Requirement: When you print the records, keep every line identical to the original.

BEGIN Exercise input

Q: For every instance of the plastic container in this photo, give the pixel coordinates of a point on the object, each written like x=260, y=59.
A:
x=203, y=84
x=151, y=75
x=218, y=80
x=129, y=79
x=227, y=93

END Exercise input

Response to the exercise:
Q: For every instance of the plastic container in this photo, give the pixel coordinates of a point on the object, each written like x=260, y=59.
A:
x=203, y=84
x=151, y=75
x=218, y=80
x=129, y=79
x=227, y=93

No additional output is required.